◆ Краткое задание 1: Выпишите из записей все строки, где встречается слово «sage», учитывая регистр букв.

◆ Исходный текст:
◇ ◇ ◇ ◇ ◇

Потом сидел на усиленных режимах. Во всех колониях меня в первый же день вызывали к первому заму начальника и те предлагали: «Ты сидишь тихо, и мы тебя забываем». Но мне это не удавалось — я включался в борьбу с беспределом. У меня были связи с депутатами Верховной рады, заместителем уполномоченного по правам человека. Администрация старалась потерять меня из виду, не трогать, но никакого УДО мне не было. Грели (материально поддерживали. — Прим. ред.) местные коммунисты, так, нормально было.

«Украина после Евромайдана не поменялась»

В Украине коррумпировано все. От глубинки до больших городов. Воровство лежит в основе политической системы. Все «революции» там — это передел собственности между кланами олигархов и перемены внешнеполитического курса. Пшик. Только реприватизация. Забрать у кучмовского зятя Пинчука «Криворожсталь» и продать индусу Лакшми. Еще «оранжевые» льготы с энтузиазмом урезали, а Янукович еще дорезал. Единственное хорошее, что произошло при Ющенко, — украинский контингент вывели из Ирака. Кучма ими «расплачивался» за продажу Хусейну оружия.

Какие в Украине оппозиционеры? Вот смотрите: Кучма был директором днепропетровского «Южмаша»; там космическую технику делают. А в Днепропетровском обкоме начинали работать Тимошенко, Турчинов — секретарь СНБиОУ, и премьер-министр Павел Лазаренко — гражданин Панамы и американский зэк, что украл неслыханное количество денег. Лазаренко трахал Юлю, за что ее и подтянули в политике повыше. Это все Днепропетровский клан, что жил душа в душу с Кучмой, пока он не начал готовить из Януковича преемника. Вся оппозиция — это птенцы гнезда кучмова.

Наивно было думать, что «оранжевые» будут порядочны с теми, кто был с ними в «революции». Они только несколько членов УНА-УНСО отпустили, которые подожгли администрацию Кучмы в 2001 году.

◇ ◇ ◇ ◇ ◇

[Строки из набора данных]
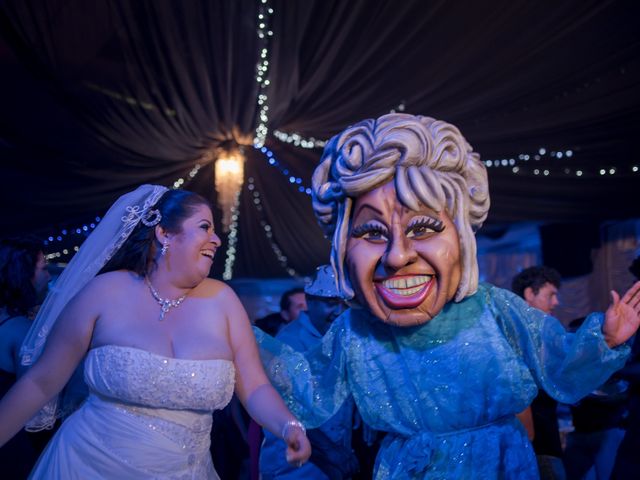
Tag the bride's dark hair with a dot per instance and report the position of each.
(137, 254)
(18, 258)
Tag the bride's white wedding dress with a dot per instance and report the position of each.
(147, 416)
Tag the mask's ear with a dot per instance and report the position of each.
(529, 295)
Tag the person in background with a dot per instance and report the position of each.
(332, 456)
(539, 286)
(627, 462)
(23, 284)
(163, 346)
(292, 303)
(598, 428)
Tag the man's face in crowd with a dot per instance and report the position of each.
(297, 303)
(546, 299)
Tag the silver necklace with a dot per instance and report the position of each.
(166, 304)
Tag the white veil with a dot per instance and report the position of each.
(112, 231)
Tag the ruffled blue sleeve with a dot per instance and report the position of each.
(313, 384)
(566, 365)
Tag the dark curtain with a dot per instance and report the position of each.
(99, 97)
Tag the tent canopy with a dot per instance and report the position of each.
(98, 97)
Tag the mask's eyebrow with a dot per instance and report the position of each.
(368, 207)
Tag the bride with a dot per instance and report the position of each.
(163, 346)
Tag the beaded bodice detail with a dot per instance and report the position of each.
(136, 377)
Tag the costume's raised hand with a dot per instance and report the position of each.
(622, 318)
(298, 446)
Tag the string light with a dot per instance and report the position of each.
(293, 180)
(268, 230)
(541, 154)
(578, 172)
(262, 71)
(311, 142)
(298, 140)
(232, 240)
(194, 171)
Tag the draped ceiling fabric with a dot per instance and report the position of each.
(98, 97)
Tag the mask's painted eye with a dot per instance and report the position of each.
(423, 227)
(372, 231)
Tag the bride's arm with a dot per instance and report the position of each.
(261, 400)
(66, 345)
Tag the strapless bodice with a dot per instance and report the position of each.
(137, 377)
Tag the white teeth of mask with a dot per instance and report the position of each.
(407, 282)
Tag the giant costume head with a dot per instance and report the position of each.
(401, 198)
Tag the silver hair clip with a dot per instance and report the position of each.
(146, 215)
(151, 217)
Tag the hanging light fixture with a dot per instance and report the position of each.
(229, 177)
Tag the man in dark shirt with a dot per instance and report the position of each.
(539, 287)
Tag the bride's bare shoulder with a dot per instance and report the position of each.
(119, 280)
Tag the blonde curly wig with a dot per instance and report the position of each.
(430, 163)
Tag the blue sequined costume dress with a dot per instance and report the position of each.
(446, 391)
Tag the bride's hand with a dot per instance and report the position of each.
(298, 446)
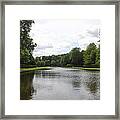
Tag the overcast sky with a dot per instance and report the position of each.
(55, 37)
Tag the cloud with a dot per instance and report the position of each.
(43, 47)
(93, 33)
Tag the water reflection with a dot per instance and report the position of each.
(26, 86)
(60, 84)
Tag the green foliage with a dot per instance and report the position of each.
(75, 56)
(26, 43)
(85, 58)
(92, 56)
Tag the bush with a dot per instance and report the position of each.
(27, 66)
(69, 65)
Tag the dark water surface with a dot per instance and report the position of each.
(60, 84)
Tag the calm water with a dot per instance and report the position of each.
(60, 84)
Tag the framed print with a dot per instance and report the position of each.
(60, 60)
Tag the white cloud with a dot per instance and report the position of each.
(60, 36)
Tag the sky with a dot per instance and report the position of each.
(55, 37)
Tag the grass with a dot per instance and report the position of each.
(91, 69)
(35, 68)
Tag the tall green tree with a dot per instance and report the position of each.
(90, 55)
(75, 56)
(26, 43)
(97, 62)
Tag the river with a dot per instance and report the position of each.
(60, 84)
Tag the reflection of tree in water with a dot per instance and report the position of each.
(92, 85)
(26, 86)
(76, 83)
(46, 74)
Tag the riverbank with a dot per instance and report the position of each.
(91, 69)
(35, 68)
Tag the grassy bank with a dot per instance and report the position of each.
(35, 68)
(91, 69)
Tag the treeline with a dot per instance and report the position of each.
(26, 44)
(85, 58)
(75, 58)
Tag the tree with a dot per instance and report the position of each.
(90, 55)
(75, 56)
(26, 43)
(97, 62)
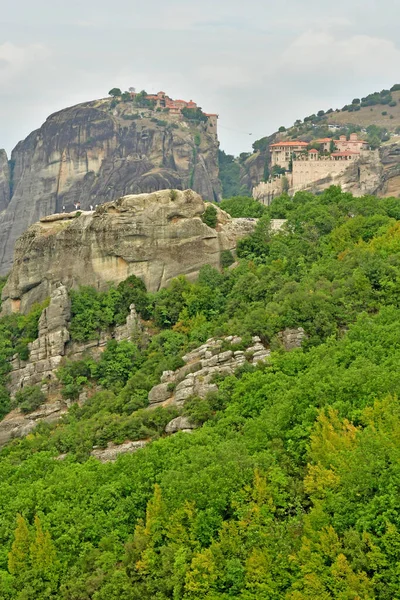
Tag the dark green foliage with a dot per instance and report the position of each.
(209, 216)
(93, 312)
(243, 206)
(288, 488)
(229, 174)
(227, 259)
(29, 398)
(115, 92)
(195, 115)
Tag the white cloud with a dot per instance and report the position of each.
(321, 53)
(14, 60)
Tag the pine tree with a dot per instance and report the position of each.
(43, 554)
(18, 558)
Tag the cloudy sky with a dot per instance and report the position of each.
(258, 63)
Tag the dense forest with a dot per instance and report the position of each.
(288, 488)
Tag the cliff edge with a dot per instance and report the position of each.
(96, 152)
(154, 236)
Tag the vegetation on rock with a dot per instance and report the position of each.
(290, 487)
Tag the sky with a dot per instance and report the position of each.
(259, 64)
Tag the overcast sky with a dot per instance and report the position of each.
(258, 63)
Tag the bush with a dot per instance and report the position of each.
(243, 206)
(209, 216)
(227, 259)
(29, 398)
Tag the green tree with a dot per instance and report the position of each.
(115, 92)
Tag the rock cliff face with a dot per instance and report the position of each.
(94, 153)
(155, 236)
(4, 181)
(377, 173)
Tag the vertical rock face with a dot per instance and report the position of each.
(94, 153)
(154, 236)
(4, 181)
(46, 352)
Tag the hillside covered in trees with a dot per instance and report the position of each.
(288, 488)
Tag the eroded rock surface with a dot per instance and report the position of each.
(16, 425)
(94, 153)
(5, 183)
(196, 377)
(154, 236)
(292, 338)
(111, 453)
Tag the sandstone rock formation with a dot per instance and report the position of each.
(4, 181)
(16, 425)
(46, 352)
(111, 453)
(53, 343)
(196, 377)
(292, 338)
(155, 236)
(376, 173)
(94, 153)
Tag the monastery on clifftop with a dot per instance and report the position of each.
(304, 166)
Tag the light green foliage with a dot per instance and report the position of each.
(93, 312)
(209, 216)
(289, 487)
(227, 258)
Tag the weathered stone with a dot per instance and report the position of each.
(159, 393)
(224, 356)
(292, 338)
(92, 154)
(111, 453)
(16, 425)
(183, 394)
(210, 362)
(5, 181)
(153, 236)
(179, 424)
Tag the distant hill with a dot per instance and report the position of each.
(376, 118)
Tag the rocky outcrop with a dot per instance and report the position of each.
(17, 425)
(111, 453)
(155, 236)
(5, 183)
(196, 377)
(46, 352)
(96, 152)
(292, 338)
(180, 424)
(53, 343)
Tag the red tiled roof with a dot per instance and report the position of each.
(293, 143)
(351, 141)
(347, 153)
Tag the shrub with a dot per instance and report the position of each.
(29, 398)
(209, 216)
(227, 259)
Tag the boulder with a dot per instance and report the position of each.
(154, 236)
(179, 424)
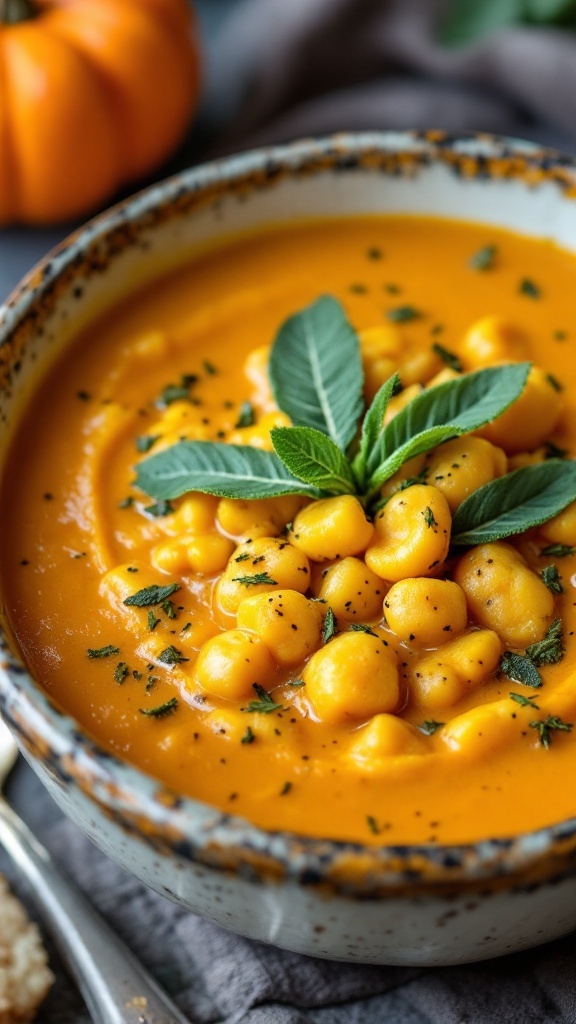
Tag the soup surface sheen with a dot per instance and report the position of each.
(453, 758)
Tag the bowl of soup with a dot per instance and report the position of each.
(289, 542)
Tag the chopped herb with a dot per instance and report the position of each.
(151, 595)
(524, 701)
(553, 452)
(521, 669)
(265, 702)
(557, 551)
(329, 626)
(401, 314)
(546, 726)
(428, 517)
(361, 628)
(484, 258)
(552, 580)
(166, 709)
(553, 382)
(147, 441)
(530, 288)
(168, 609)
(171, 655)
(160, 509)
(428, 727)
(259, 579)
(152, 621)
(120, 672)
(449, 357)
(550, 649)
(246, 416)
(103, 651)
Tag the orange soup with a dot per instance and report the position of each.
(335, 664)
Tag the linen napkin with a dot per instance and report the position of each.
(281, 69)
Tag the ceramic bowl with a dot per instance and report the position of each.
(404, 904)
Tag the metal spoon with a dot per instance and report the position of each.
(115, 985)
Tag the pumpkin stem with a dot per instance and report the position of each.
(13, 11)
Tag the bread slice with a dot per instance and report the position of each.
(25, 976)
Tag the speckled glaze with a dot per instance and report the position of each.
(413, 905)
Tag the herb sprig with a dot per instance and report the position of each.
(316, 376)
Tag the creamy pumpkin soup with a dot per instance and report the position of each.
(294, 530)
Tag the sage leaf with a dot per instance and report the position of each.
(224, 470)
(515, 503)
(316, 371)
(374, 423)
(440, 413)
(312, 457)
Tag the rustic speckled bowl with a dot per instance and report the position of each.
(426, 904)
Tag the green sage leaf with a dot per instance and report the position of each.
(316, 371)
(373, 423)
(440, 413)
(224, 470)
(312, 457)
(515, 503)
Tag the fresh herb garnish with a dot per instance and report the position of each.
(515, 503)
(257, 580)
(265, 702)
(147, 441)
(530, 288)
(246, 416)
(549, 650)
(402, 314)
(524, 701)
(329, 629)
(171, 655)
(484, 258)
(521, 669)
(316, 375)
(551, 579)
(361, 628)
(151, 595)
(120, 672)
(548, 725)
(428, 727)
(557, 551)
(165, 709)
(103, 651)
(447, 356)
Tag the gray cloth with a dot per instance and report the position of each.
(282, 69)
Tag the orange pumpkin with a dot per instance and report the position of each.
(93, 94)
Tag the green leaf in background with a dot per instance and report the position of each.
(373, 423)
(316, 371)
(312, 457)
(469, 20)
(224, 470)
(515, 503)
(446, 411)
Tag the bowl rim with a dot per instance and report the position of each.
(137, 803)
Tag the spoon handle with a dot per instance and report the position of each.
(116, 987)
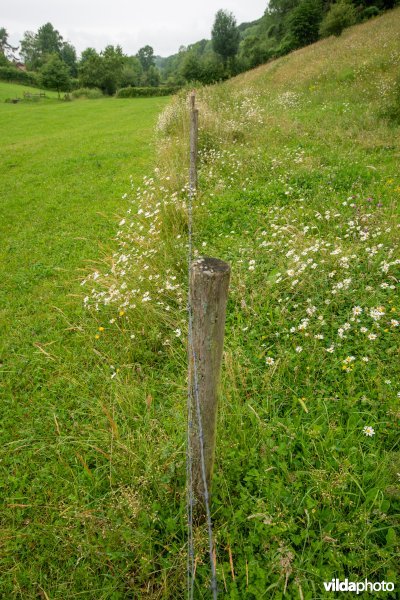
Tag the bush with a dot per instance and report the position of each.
(146, 92)
(342, 14)
(90, 93)
(17, 76)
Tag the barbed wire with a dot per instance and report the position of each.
(193, 390)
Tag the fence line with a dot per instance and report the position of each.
(207, 296)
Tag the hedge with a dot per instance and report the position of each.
(17, 76)
(136, 92)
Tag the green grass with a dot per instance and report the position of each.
(299, 192)
(64, 169)
(15, 90)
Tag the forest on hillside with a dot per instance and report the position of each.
(44, 58)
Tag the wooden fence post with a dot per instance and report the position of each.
(194, 131)
(209, 293)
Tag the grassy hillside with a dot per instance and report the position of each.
(299, 191)
(64, 168)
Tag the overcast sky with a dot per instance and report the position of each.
(164, 24)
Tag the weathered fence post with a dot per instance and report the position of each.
(209, 281)
(209, 293)
(194, 129)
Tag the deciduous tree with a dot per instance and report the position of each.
(54, 74)
(225, 35)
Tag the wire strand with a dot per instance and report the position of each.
(193, 390)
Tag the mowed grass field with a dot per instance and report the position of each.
(299, 191)
(63, 168)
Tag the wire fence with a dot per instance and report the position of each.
(193, 397)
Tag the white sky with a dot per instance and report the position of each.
(163, 24)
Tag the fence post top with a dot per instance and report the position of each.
(211, 265)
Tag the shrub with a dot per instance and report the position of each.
(342, 14)
(17, 76)
(90, 93)
(145, 92)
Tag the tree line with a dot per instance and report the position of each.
(285, 26)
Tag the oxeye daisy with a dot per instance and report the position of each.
(368, 431)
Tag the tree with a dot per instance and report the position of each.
(146, 57)
(90, 68)
(54, 74)
(225, 35)
(102, 70)
(29, 51)
(48, 40)
(152, 77)
(342, 14)
(191, 68)
(304, 22)
(6, 50)
(68, 55)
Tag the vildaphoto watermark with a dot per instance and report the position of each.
(335, 585)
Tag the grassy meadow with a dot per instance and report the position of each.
(299, 191)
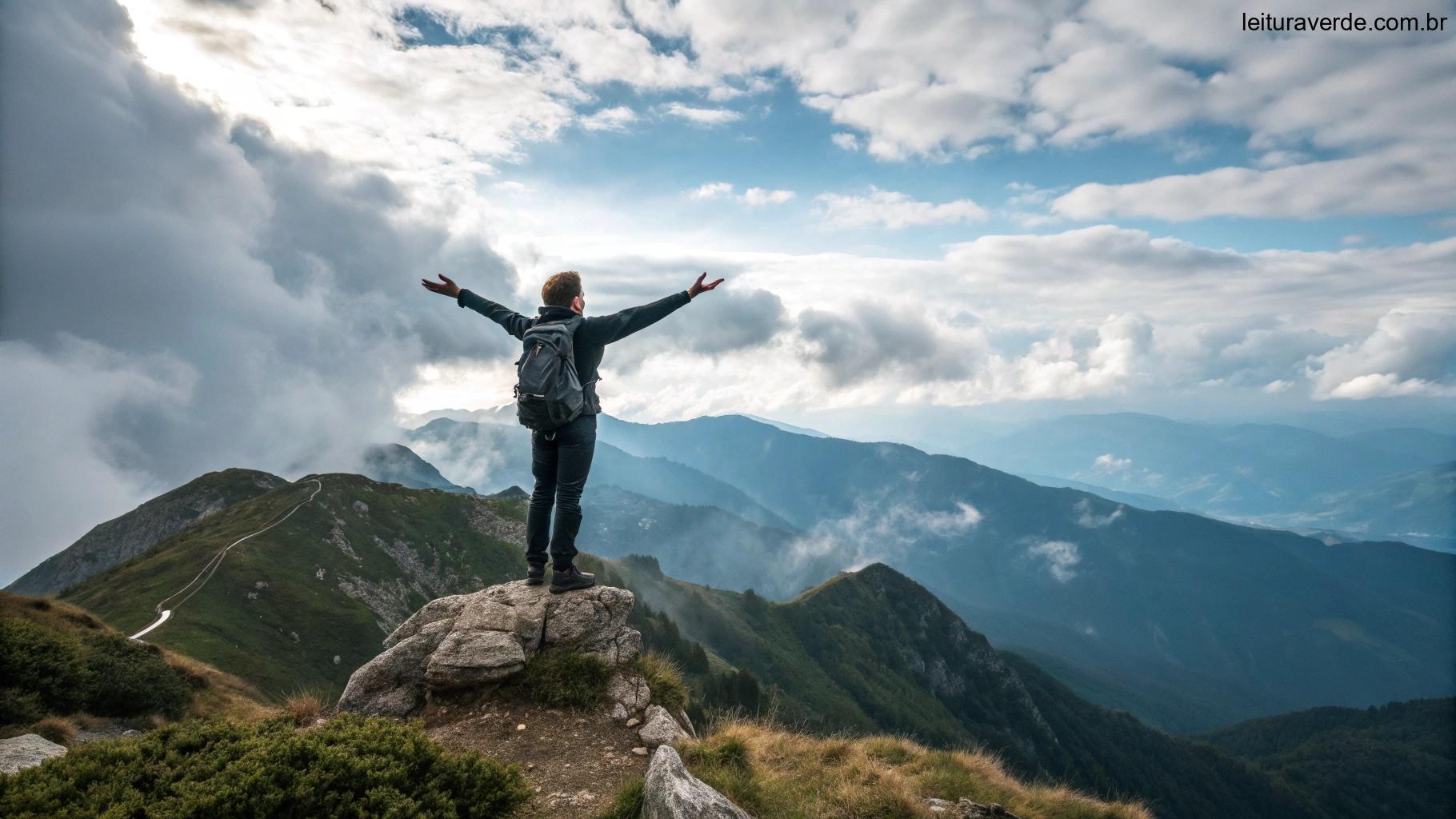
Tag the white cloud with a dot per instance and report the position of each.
(1408, 354)
(614, 118)
(703, 115)
(756, 197)
(1395, 181)
(1060, 557)
(711, 191)
(1108, 463)
(1090, 520)
(894, 210)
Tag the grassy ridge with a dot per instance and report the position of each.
(874, 652)
(1397, 760)
(328, 582)
(60, 665)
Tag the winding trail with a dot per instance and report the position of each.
(195, 584)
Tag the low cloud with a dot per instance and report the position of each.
(894, 210)
(1060, 557)
(706, 117)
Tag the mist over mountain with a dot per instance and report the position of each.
(1274, 620)
(1274, 474)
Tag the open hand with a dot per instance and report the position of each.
(449, 287)
(699, 287)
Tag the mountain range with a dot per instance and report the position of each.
(306, 601)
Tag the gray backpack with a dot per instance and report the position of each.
(548, 389)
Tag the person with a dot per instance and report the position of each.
(561, 458)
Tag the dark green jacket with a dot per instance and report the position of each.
(593, 337)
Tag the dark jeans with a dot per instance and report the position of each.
(561, 460)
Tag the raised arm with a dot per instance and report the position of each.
(513, 322)
(606, 329)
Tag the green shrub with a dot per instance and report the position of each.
(626, 803)
(564, 680)
(53, 673)
(355, 767)
(664, 678)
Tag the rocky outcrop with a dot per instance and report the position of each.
(967, 809)
(484, 637)
(129, 536)
(26, 751)
(658, 728)
(670, 792)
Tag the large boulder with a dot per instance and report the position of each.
(658, 728)
(26, 751)
(670, 792)
(486, 636)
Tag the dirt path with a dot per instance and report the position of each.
(195, 584)
(575, 760)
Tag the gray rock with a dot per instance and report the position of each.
(673, 793)
(26, 751)
(394, 682)
(660, 728)
(967, 809)
(433, 611)
(469, 658)
(486, 636)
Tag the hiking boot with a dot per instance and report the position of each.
(570, 579)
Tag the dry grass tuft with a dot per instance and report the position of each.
(776, 774)
(57, 729)
(303, 707)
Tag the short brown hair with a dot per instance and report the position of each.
(561, 289)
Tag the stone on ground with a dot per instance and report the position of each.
(670, 792)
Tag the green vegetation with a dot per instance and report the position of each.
(1397, 760)
(663, 678)
(873, 652)
(62, 665)
(360, 767)
(562, 680)
(316, 593)
(772, 774)
(47, 669)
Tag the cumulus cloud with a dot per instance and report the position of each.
(894, 210)
(1060, 557)
(266, 328)
(1090, 520)
(878, 529)
(702, 115)
(711, 191)
(1408, 354)
(614, 118)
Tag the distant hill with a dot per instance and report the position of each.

◇ ◇ ◇ ◇ ◇

◆ Краткое задание 2: Перепечатайте часть исходного текста, начиная со слов «Какие в Украине» и продолжая до слов «в 2001 году.» включительно.

◆ Полный ответ 1:
Tag the sage leaf with a dot per instance and report the position of each.
Tag the green sage leaf with a dot per instance and report the position of each.

◆ Полный ответ 2:
Какие в Украине оппозиционеры? Вот смотрите: Кучма был директором днепропетровского «Южмаша»; там космическую технику делают. А в Днепропетровском обкоме начинали работать Тимошенко, Турчинов — секретарь СНБиОУ, и премьер-министр Павел Лазаренко — гражданин Панамы и американский зэк, что украл неслыханное количество денег. Лазаренко трахал Юлю, за что ее и подтянули в политике повыше. Это все Днепропетровский клан, что жил душа в душу с Кучмой, пока он не начал готовить из Януковича преемника. Вся оппозиция — это птенцы гнезда кучмова.

Наивно было думать, что «оранжевые» будут порядочны с теми, кто был с ними в «революции». Они только несколько членов УНА-УНСО отпустили, которые подожгли администрацию Кучмы в 2001 году.